## Extrait du texte
════════════════

Retour sur «Les Soprano», ténors de la télé

Le film s’intitule «The Many Saints of Newark», clin d’œil ironique au portrait de groupe d’hommes et de quelques femmes bien peu sanctifiables. Cet antépisode raconte moins la jeunesse que la famille du chef de gang de la banlieue new-yorkaise du New Jersey vers la fin des années 1960 et le début des années 1970.
Photo: Barry Wetcher Warner Bros Le film s’intitule «The Many Saints of Newark», clin d’œil ironique au portrait de groupe d’hommes et de quelques femmes bien peu sanctifiables. Cet antépisode raconte moins la jeunesse que la famille du chef de gang de la banlieue new-yorkaise du New Jersey vers la fin des années 1960 et le début des années 1970.

Les Soprano enchantent à nouveau. Un film racontant une partie de l’enfance de Tony Soprano, personnage principal de la série de HBO (1999-2007), arrive cette semaine sur les écrans, petits et grands. Cette production télé a marqué d’un rocher écarlate l’histoire culturelle récente, alors dire que l’antépisode est attendu distillerait de la pure ironie si chère à Tony et ses affreux, méchants mais si attachants compères de la magouille et du sang.

Vers la fin de la diffusion de la première saison de The Sopranos par la chaîne HBO, réputée la meilleure du monde depuis trente ans, le critique télé du prestigieux New York Times avait publié une synthèse analytique sous le titre « Des brutes sympathiques dans un chef-d’œuvre pop ». Un chef-d’œuvre, donc.

════════════════

## Données extraites
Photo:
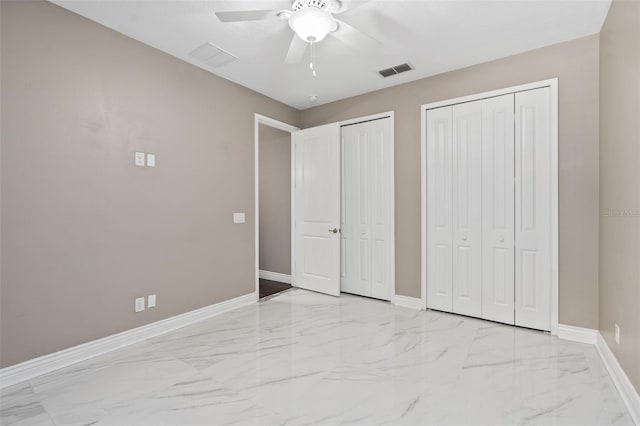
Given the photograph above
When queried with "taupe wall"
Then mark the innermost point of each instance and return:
(620, 183)
(575, 63)
(84, 231)
(275, 200)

════════════════

## Consigne 1
Pour chacune des affirmations ci-dessous, indiquez si elle concorde avec l'extrait, en répondant par oui ou par non et en citant les mots de l'extrait qui en décident.
(a) La série dont Tony Soprano est le personnage principal a été diffusée par HBO de 1999 à 2007.
(b) Le film se déroule principalement dans les années 1980.
(c) La synthèse du critique télé du New York Times a paru vers la fin de la diffusion de la troisième saison.
## Consigne 2
Citez fidèlement le passage de l'extrait compris entre « Les Soprano enchantent » et « et du sang. », ces deux segments inclus.

## Réponse 1
(a) Oui : « personnage principal de la série de HBO (1999-2007) ».
(b) Non : « vers la fin des années 1960 et le début des années 1970 ».
(c) Non : « Vers la fin de la diffusion de la première saison ».

## Réponse 2
Les Soprano enchantent à nouveau. Un film racontant une partie de l’enfance de Tony Soprano, personnage principal de la série de HBO (1999-2007), arrive cette semaine sur les écrans, petits et grands. Cette production télé a marqué d’un rocher écarlate l’histoire culturelle récente, alors dire que l’antépisode est attendu distillerait de la pure ironie si chère à Tony et ses affreux, méchants mais si attachants compères de la magouille et du sang.